▶ TEXT SEGMENT
= Beginning of Section =

But then Picasso wasn't interested in pleasuring the public.
He positively revelled in the cult of difficulty.
''Too hard?'' you can almost hear him sneering.
''Tough.
'' In the 1920s, there's something else he doesn't lose much sleep over, the state of the world.
He's doing fine, thank you, but Europe is in deep trouble, fascism beginning to strong-arm its way into power.
But of the chaos and hatred, riot and revolution, there's not a hint in Picasso's work.
For some artists, it was no problem, obligation even, to combine radical politics and radical painting, to have modern art criticise hypocrisy and injustice.
George Grosz, the German artist, was busy having a go at the military dinosaurs and Nazi sympathisers who were busy subverting Germany's fragile democracy.
Creatively, of course, Grosz is no Picasso.
But he never pretends that art can stay immune from ideology, high above the fray.
He knows there's a war to be fought, and his brushes are armed to take the offensive.
The only wars Picasso had ever fought had been against the conventions of art.
Oh, yes, he'd mostly been on the side of freedom, but that had always been creative, not political, freedom.

= End of Section =

▶ REQUIREMENT A
In the passage on Picasso and politics, switch "radical" to "bold" and write out the text from "For some artists, it" to "conventions of art.".

▶ PROVIDED DATA

= Beginning of Section =

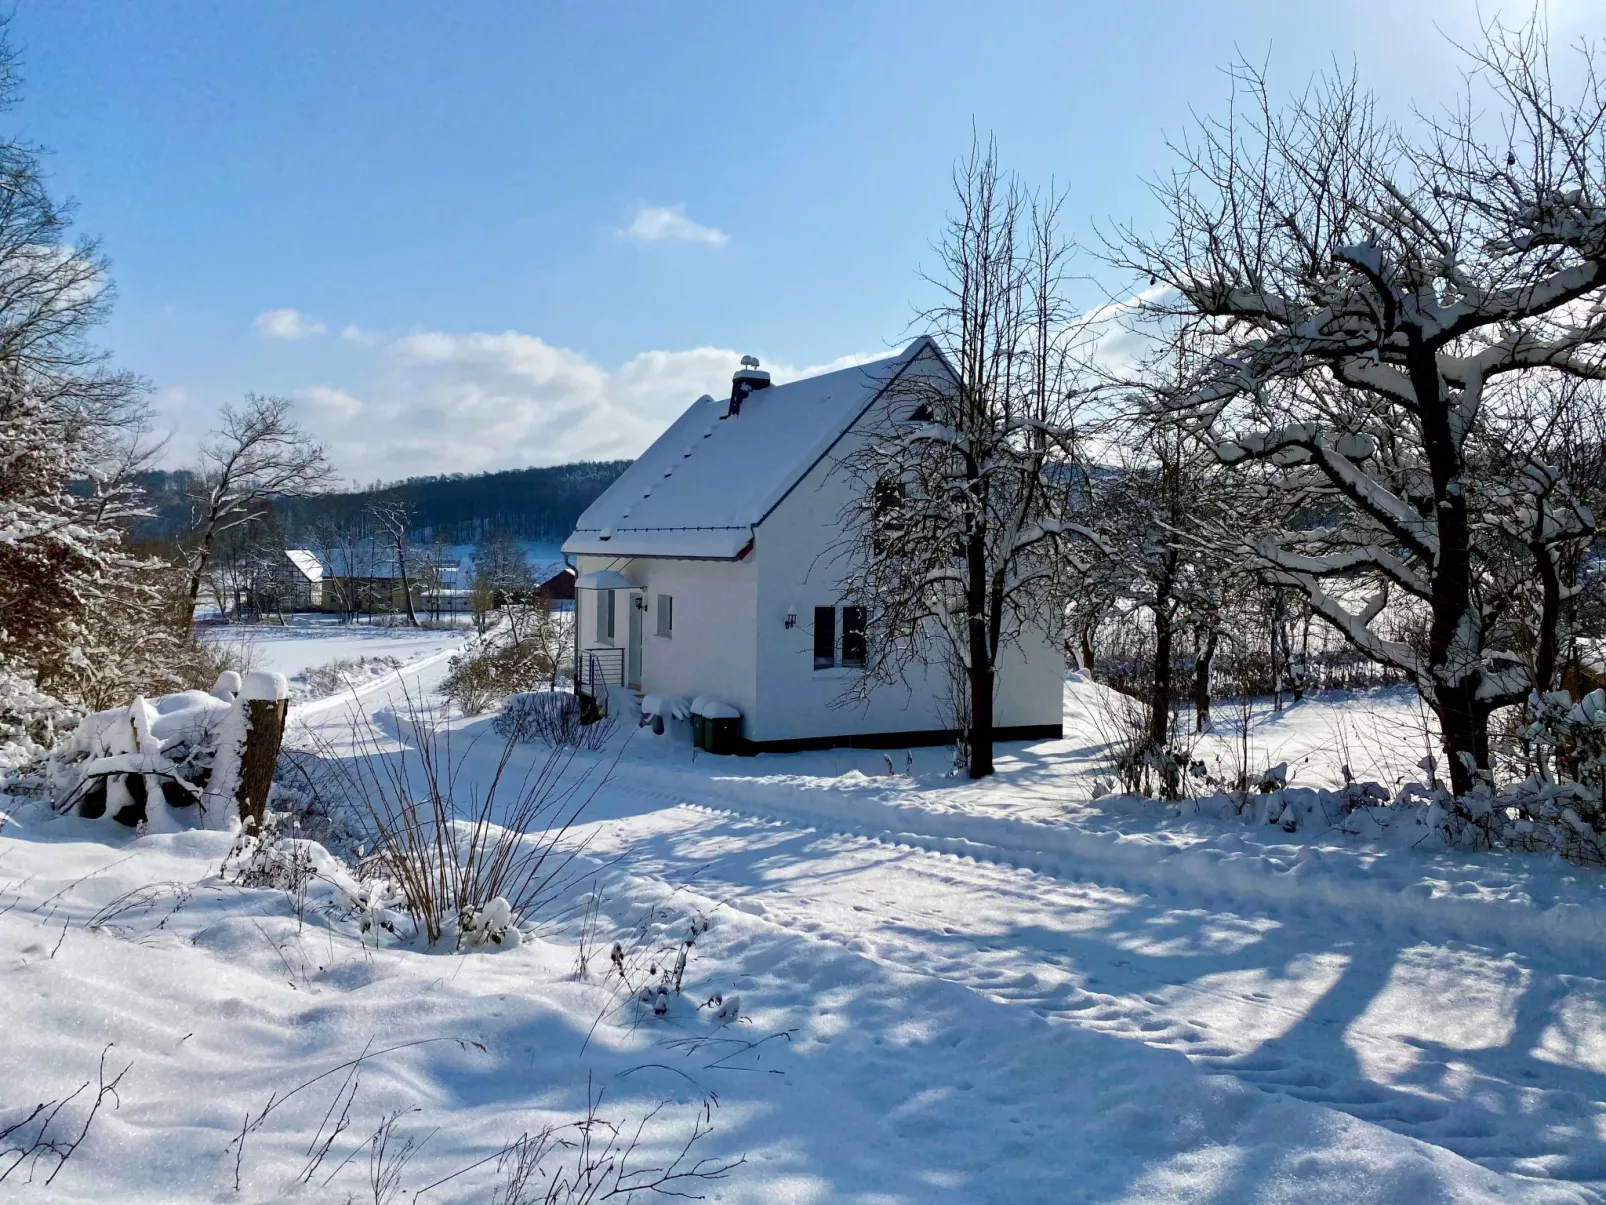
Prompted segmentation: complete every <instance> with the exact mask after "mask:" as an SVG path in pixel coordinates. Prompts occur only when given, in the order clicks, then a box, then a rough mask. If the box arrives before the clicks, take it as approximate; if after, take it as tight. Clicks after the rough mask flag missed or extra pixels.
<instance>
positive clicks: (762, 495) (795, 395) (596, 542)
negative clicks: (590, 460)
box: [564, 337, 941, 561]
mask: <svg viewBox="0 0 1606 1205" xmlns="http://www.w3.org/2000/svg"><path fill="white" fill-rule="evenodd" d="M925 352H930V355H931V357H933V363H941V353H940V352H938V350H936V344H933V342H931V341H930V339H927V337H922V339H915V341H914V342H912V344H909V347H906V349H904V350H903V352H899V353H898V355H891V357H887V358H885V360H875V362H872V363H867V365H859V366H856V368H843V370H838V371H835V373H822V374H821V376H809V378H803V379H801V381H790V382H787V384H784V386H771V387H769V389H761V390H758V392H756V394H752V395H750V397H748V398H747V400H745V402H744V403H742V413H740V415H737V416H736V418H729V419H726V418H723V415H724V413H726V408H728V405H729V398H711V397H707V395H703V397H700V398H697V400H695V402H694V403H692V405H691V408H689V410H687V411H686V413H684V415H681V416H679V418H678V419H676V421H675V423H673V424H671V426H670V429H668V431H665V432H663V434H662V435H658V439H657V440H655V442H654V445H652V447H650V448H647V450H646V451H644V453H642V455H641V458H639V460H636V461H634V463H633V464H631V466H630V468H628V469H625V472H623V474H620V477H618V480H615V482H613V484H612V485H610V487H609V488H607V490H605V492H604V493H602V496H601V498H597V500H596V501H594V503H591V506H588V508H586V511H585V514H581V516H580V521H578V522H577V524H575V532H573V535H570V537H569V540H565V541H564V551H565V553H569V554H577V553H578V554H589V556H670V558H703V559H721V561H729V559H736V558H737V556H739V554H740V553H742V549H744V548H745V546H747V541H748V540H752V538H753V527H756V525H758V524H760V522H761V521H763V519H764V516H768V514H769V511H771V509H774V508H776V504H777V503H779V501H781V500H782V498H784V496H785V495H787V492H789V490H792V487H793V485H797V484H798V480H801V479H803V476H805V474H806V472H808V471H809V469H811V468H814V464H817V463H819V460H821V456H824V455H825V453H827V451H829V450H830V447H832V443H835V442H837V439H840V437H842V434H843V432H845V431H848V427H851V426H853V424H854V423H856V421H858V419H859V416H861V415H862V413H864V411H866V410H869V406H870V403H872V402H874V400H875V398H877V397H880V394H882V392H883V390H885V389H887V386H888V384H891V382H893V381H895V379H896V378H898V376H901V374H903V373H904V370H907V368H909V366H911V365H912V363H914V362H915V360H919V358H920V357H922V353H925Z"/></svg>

= End of Section =
= Beginning of Section =

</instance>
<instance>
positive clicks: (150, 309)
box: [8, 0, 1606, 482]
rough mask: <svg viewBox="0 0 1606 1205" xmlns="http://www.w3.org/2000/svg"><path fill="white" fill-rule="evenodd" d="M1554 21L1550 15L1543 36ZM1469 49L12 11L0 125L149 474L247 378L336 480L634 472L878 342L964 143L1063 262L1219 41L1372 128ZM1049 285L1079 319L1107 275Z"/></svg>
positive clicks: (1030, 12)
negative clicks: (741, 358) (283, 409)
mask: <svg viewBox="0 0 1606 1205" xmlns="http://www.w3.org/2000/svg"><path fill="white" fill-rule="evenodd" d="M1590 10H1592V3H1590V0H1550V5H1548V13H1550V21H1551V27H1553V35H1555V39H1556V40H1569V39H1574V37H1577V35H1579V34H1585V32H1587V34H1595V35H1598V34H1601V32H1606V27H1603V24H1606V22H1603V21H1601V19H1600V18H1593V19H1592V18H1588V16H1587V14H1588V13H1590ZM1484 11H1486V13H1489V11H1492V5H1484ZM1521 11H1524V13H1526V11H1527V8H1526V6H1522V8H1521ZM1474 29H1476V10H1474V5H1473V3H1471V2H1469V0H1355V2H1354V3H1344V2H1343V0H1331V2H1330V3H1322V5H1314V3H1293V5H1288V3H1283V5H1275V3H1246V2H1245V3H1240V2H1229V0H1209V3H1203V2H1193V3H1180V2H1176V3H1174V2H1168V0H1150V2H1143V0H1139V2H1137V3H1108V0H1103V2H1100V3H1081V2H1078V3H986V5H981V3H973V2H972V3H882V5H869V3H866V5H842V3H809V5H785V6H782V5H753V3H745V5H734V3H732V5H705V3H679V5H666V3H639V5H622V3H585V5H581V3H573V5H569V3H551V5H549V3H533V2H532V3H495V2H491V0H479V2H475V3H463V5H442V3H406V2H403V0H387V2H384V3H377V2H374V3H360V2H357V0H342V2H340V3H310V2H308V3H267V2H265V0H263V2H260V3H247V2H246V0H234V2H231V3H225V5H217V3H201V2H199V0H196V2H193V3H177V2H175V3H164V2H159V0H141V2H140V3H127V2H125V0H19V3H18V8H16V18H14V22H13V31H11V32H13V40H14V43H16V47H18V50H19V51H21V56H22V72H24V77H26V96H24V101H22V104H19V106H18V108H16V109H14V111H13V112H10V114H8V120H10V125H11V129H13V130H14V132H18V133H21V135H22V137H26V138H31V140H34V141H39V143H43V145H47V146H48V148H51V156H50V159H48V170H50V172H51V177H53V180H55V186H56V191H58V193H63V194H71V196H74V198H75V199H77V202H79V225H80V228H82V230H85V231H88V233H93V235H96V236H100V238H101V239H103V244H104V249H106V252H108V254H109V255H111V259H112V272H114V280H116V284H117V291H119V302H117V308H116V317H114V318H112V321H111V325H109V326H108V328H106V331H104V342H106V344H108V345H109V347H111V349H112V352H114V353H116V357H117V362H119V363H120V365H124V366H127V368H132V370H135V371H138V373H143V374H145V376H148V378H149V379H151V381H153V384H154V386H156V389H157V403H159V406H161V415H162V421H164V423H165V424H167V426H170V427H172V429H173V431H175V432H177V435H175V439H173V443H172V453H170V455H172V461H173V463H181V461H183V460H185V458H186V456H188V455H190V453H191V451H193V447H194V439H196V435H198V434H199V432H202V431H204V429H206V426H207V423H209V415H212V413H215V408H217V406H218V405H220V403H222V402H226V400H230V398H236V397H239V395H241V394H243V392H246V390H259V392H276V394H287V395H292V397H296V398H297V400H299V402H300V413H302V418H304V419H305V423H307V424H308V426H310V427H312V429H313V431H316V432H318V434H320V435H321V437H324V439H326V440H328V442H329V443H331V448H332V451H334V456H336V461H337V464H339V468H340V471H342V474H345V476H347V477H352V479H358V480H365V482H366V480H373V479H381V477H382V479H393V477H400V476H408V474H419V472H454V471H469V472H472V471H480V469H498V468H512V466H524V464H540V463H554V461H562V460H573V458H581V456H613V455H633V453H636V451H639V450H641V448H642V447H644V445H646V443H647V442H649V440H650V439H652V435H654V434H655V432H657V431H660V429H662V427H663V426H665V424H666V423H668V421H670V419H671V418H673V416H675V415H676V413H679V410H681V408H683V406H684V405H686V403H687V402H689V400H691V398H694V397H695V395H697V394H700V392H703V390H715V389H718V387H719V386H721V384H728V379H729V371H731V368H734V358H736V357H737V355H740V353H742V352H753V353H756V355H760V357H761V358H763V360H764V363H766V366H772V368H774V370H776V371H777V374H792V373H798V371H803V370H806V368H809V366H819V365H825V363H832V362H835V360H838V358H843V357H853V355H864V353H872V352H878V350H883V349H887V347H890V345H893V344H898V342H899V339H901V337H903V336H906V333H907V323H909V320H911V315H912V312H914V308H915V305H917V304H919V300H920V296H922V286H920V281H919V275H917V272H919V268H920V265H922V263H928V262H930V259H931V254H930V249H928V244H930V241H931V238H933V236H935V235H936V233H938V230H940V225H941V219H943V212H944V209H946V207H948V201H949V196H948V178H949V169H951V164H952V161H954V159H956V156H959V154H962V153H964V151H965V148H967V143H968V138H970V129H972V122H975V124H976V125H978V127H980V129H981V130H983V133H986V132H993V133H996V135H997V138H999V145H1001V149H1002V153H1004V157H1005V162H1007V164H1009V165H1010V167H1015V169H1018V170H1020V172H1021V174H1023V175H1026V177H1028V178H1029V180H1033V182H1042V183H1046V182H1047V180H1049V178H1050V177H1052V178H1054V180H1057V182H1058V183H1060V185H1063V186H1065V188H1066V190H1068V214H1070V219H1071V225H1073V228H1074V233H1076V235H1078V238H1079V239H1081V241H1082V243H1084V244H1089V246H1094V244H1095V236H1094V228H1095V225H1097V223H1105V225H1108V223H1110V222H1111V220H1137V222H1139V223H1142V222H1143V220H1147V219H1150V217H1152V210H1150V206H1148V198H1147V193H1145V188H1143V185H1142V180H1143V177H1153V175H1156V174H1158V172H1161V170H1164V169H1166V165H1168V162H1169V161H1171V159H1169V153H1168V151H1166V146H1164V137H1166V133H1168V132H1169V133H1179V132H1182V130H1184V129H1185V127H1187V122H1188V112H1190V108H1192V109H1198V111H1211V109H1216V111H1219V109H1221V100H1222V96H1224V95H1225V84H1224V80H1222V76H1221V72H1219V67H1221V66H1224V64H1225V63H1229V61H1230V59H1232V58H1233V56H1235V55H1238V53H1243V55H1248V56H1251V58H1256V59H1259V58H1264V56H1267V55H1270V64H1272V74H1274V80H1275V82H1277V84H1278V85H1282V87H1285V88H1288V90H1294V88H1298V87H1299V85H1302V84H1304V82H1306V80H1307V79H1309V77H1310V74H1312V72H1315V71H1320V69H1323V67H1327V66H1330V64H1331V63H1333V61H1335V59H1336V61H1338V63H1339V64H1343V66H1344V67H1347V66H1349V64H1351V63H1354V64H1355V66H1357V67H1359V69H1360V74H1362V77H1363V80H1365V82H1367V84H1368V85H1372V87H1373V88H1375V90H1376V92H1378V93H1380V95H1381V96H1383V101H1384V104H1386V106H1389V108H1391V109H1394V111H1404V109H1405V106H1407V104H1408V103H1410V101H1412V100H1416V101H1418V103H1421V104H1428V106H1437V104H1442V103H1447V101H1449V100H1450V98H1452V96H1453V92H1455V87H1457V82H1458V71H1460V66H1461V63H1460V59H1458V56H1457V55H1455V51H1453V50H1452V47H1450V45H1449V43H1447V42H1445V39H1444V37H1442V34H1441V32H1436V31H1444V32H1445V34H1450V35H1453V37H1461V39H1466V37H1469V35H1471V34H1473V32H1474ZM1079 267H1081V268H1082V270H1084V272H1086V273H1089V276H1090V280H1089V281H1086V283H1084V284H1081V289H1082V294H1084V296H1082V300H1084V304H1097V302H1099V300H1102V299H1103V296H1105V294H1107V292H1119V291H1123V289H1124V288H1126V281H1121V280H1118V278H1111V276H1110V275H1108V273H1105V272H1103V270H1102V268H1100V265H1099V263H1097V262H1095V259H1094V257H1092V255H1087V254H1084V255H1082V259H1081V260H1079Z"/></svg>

= End of Section =

▶ REQUIREMENT B
Convert the rows in the second block, from the line with "rough mask: <svg" to the line with "positive clicks: (1030, 12)", into a Markdown table with the columns Number and Row line. Leave out blank lines.

▶ PROBLEM SOLUTION A
For some artists, it was no problem, obligation even, to combine bold politics and bold painting, to have modern art criticise hypocrisy and injustice.
George Grosz, the German artist, was busy having a go at the military dinosaurs and Nazi sympathisers who were busy subverting Germany's fragile democracy.
Creatively, of course, Grosz is no Picasso.
But he never pretends that art can stay immune from ideology, high above the fray.
He knows there's a war to be fought, and his brushes are armed to take the offensive.
The only wars Picasso had ever fought had been against the conventions of art.

▶ PROBLEM SOLUTION B
| Number | Row line |
|---|---|
| 1 | rough mask: <svg viewBox="0 0 1606 1205" xmlns="http://www.w3.org/2000/svg"><path fill="white" fill-rule="evenodd" d="M1554 21L1550 15L1543 36ZM1469 49L12 11L0 125L149 474L247 378L336 480L634 472L878 342L964 143L1063 262L1219 41L1372 128ZM1049 285L1079 319L1107 275Z"/></svg> |
| 2 | positive clicks: (1030, 12) |